─── THE INPUT

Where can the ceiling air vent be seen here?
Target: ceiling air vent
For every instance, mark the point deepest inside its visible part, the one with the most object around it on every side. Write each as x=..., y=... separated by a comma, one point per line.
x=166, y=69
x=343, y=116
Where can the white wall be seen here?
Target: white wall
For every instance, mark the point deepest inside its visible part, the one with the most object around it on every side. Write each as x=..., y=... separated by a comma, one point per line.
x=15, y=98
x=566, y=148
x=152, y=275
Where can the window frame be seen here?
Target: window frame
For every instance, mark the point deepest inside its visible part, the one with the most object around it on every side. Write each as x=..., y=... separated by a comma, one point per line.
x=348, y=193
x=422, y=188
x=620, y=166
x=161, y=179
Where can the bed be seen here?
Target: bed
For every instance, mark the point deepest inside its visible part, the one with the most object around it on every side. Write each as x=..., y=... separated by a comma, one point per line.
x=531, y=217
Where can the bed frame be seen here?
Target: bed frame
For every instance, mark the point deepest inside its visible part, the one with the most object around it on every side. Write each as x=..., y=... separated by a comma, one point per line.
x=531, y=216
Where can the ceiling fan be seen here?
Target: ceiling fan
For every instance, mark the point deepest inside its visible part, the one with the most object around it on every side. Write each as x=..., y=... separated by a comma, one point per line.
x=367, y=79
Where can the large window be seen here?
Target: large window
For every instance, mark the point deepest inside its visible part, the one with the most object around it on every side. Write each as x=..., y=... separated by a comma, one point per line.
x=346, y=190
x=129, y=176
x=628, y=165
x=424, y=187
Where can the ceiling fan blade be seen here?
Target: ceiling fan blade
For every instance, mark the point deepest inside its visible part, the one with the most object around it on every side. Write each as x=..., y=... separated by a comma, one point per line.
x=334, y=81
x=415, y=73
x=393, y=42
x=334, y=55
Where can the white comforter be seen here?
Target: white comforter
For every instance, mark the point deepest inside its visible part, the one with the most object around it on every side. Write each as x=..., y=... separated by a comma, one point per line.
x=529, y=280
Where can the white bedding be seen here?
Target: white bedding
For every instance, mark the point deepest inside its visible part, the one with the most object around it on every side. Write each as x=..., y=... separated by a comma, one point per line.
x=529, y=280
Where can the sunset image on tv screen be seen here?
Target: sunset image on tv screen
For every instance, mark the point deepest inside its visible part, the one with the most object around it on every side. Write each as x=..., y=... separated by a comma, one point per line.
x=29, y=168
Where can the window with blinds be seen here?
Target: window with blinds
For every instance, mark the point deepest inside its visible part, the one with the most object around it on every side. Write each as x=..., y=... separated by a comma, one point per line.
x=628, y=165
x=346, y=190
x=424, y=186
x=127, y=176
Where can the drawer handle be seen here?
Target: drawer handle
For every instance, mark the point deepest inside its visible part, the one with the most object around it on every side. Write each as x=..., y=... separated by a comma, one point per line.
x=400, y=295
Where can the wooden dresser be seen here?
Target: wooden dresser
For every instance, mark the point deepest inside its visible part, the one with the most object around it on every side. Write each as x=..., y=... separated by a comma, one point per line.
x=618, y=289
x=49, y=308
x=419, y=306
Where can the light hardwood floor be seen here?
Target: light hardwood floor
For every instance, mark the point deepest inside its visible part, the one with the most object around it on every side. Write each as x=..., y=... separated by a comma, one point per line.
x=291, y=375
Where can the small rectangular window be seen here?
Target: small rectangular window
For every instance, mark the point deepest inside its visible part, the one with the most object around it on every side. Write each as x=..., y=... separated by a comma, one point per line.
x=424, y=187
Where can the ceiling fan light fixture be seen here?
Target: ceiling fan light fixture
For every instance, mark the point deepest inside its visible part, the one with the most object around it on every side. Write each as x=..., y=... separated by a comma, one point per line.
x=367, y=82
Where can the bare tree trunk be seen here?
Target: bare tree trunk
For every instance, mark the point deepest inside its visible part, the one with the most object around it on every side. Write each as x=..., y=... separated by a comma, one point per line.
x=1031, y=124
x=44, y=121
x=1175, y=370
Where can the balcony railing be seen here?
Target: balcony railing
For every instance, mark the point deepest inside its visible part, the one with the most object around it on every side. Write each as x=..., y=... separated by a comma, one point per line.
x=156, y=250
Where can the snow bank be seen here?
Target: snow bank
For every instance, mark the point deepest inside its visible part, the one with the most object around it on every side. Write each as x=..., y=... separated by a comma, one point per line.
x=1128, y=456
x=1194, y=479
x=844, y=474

──────

:: TASK TO CARRY OUT ::
Reproduce every record above verbatim, line for line, with no changes to wording, punctuation, or line order.

:: ANSWER BELOW ::
Where can the ceiling air vent be seen here?
Target: ceiling air vent
For every instance, mark the point deepest inside its visible part, the one with the most object around it on every side. Write each as x=..., y=... separated by a comma, one point per line.
x=166, y=69
x=343, y=116
Where can the white wall be seen here?
Target: white wall
For every instance, mark the point deepest inside its visible part, the one with the most object around it on every side. Write each as x=..., y=... separated by a comma, one point per line.
x=15, y=98
x=566, y=148
x=152, y=275
Where can the window frame be seen here?
Target: window frame
For every instance, mark the point deepest inside its visible part, the one with the most object around it on every side. Write each as x=..., y=... separated by a comma, one point per line.
x=348, y=193
x=422, y=188
x=620, y=166
x=161, y=179
Where can the bed be seen here?
Target: bed
For every instance, mark the point deepest inside its visible part, the one with the most object around it on every side. Write each as x=..., y=... separated by a comma, one point per line.
x=531, y=217
Where can the bed frame be seen here?
Target: bed frame
For every instance, mark the point deepest inside its visible part, the one with the most object around it on every side. Write each as x=..., y=... separated by a comma, one point per line.
x=531, y=216
Where can the ceiling fan be seen here?
Target: ceiling fan
For every instance, mark the point deepest inside its visible part, the one with the most object around it on every side. Write each as x=..., y=... separated by a comma, one point per line.
x=367, y=79
Where can the large window be seen here?
Target: large window
For every instance, mark the point deepest inside its visible part, the one with the most object around it on every side. Write each as x=..., y=... separated by a comma, one point per line.
x=346, y=190
x=129, y=176
x=628, y=165
x=424, y=187
Where can the ceiling fan blade be seen here?
Target: ceiling fan blade
For every instance, mark the point deepest inside its visible part, the one with the most object around it on every side. Write each as x=..., y=... separated by a comma, one point per line.
x=334, y=81
x=415, y=73
x=393, y=42
x=334, y=55
Where can the white comforter be seen here?
Target: white comforter
For every instance, mark the point deepest inside its visible part, the one with the most object around it on every side. Write each as x=..., y=... separated by a comma, one point per line.
x=529, y=280
Where can the white bedding be seen here?
Target: white bedding
For every instance, mark the point deepest inside its visible part, the one with the most object around it on every side. Write each as x=..., y=... separated by a comma, one point per line.
x=529, y=280
Where can the sunset image on tv screen be seen here?
Target: sunset image on tv screen
For every instance, mark the point deepest inside its visible part, the one with the most object around it on every side. Write each as x=..., y=... separated by a comma, one point per line.
x=29, y=168
Where can the window with blinds be seen here?
Target: window with blinds
For every instance, mark the point deepest inside its visible part, the one with the most object around it on every side. Write each as x=..., y=... separated by a comma, one point per line.
x=628, y=165
x=346, y=190
x=424, y=186
x=127, y=176
Where can the drawer handle be seen here?
Target: drawer handle
For every instance, mark the point deepest inside its visible part, the one with the most object around it on every side. Write each as x=..., y=... separated by a comma, one point per line.
x=400, y=295
Where can the wooden dresser be seen here?
Target: wooden dresser
For every instance, mark the point deepest inside its visible part, the one with the most object around it on every side. Write each as x=..., y=... separated by a comma, one point per line.
x=618, y=289
x=49, y=308
x=419, y=306
Where can the light hardwood floor be seen here?
Target: light hardwood floor
For every instance, mark the point deepest inside its visible part, the one with the most object around it on every side. Write each as x=..., y=... separated by a comma, one point per line.
x=291, y=375
Where can the small rectangular window be seen here?
Target: small rectangular window
For every instance, mark the point deepest inside its visible part, the one with the most object around it on every side. Write each as x=..., y=... separated by a comma, one point per line.
x=424, y=187
Where can the ceiling fan light fixture be seen here?
Target: ceiling fan light fixture
For every instance, mark the point deepest inside its visible part, the one with the most object around it on every side. Write each as x=..., y=... separated by a comma, one point per line.
x=367, y=82
Where can the bare tree trunk be seen here?
Target: bare tree trunk
For every instance, mark the point deepest inside its visible part, the one with the most object around it on every side. Write each as x=..., y=... separated by a comma, one point per line.
x=1031, y=124
x=44, y=121
x=1175, y=370
Where can the balcony railing be seen here?
Target: balcony railing
For every instance, mark the point deepest inside its visible part, the one with the most object around it on every side. Write each as x=..., y=... separated by a comma, one point per line.
x=156, y=250
Where can the snow bank be seen here?
Target: snow bank
For every instance, mark the point deepest inside its visible part, the one with the most object around it on every side. Write each as x=..., y=... separated by a comma, one point per line.
x=1128, y=456
x=1194, y=479
x=844, y=474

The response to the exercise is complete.